Opdrachten:
#1 Hoe heet het fort aan de Rijn waar Alex en Enak volgens de tekst over De Barbaren aankomen?
#2 Breid de tekst over De Barbaren uit door verder te schrijven na de laatste zin.

Brontekst:
::::

De eerste uitgave uit 1998 verscheen bij Dargaud.

Twee jaar na het verschijnen van O Alexandrië ligt in 1998 een nieuw Alex-verhaal op de planken: De Barbaren. Het is het eerste verhaal waarbij een medeauteur op de coververmeld staat: Rafaël Moralès. Het scenario is van Jacques Martin, de tekeningen van Moralès. Opnieuw wordt binnenin een medewerker bedankt voor zijn hulp, Christophe Simon ditmaal. In 1993 was Christophe Simon in dienst getreden bij Jacques Martin.(1)

Het verhaal opent met de aankomst van Alex en Enak in Altus Rhenus, een fort aan de Rijn. Julius Caesar heeft hen naar het fort gestuurd om plannen te tekenen van het fort. Ze worden koel ontvangen door de tribuun Tulius Carbo. Al snel is het duidelijk dat de ambitieuze tribuun snode plannen smeedt.

Ondertussen heeft Caesar in Rome een nare droom over Alex en stuurt hij Galva, die hij tot generaal benoemt, naar Alex. De tocht door Gallië zal langer duren dan gepland. Onderweg laat Galva zich verleiden tot genoeglijke oponthouden.

In opdracht van Julius Caesar.

De Griek Simones Falcalus, een vriend van Tulius Carbo, komt aan in het fort. Hij drijft handel met de barbaren. Samen met Falcalus doet Tulius Carbo er alles aan — zelfs vergif — om Alex en Enak te verdrijven. Zij weigeren te vertrekken omdat ze koppig hun opdracht van Caesar willen volbrengen.

::::

Gegeven materiaal:
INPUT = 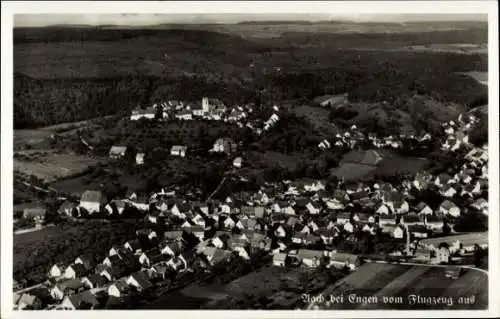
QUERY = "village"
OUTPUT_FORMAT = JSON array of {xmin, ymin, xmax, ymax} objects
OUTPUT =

::::

Antwoorden per opdracht:
#1 Altus Rhenus.

#2
Carbo wil rijkdom verwerven door barnsteen te halen (te stelen eigenlijk) bij de barbaren. Daarom rust hij een expeditie uit naar het noorden. Hij dwingt Alex en Enak om aan de expeditie deel te nemen in de hoop dat ze het niet zullen overleven en er zo niets in Rome bekend raakt.

Hopen op een ongeluk.

Na een moeizame expeditie, het afvaren van de Rijn, dan noordwaarts over de zee, het aanleggen van een hulpkamp op een eiland, legt de vloot aan op een strand.

Tijdens een verkenning stuiten Alex en Enak op een groep kinderen. Tijdens zijn eerste tocht ontdekt Carbo een Grieks schip. Hij laat het in brand steken. Alex kiest partij tegen Carbo. Alex en Enak ontmoeten twee meisjes (kinderen van hun vorige ontmoeting) en krijgen van hen barnstenen.

Alex en Enak ontvangen barnstenen.

De volgende dag loopt Carbo in een hinderlaag van de barbaren. Een deel van de Romeinen ontsnapt. Falculus heeft de barnstenen van Alex en Enak ontdekt. Wanneer Alex en Enak het woud ingaan, worden zij gevolgd door Carbo en Falculus. Wanneer Alex en Enak de meisjes ontmoeten, worden zij overvallen door Carbo. Hij wil een van de meisjes verkrachten, maar het meisje steekt Carbo met zijn eigen dolk neer. Carbo sterft.

Tulius Carbo wordt gedood.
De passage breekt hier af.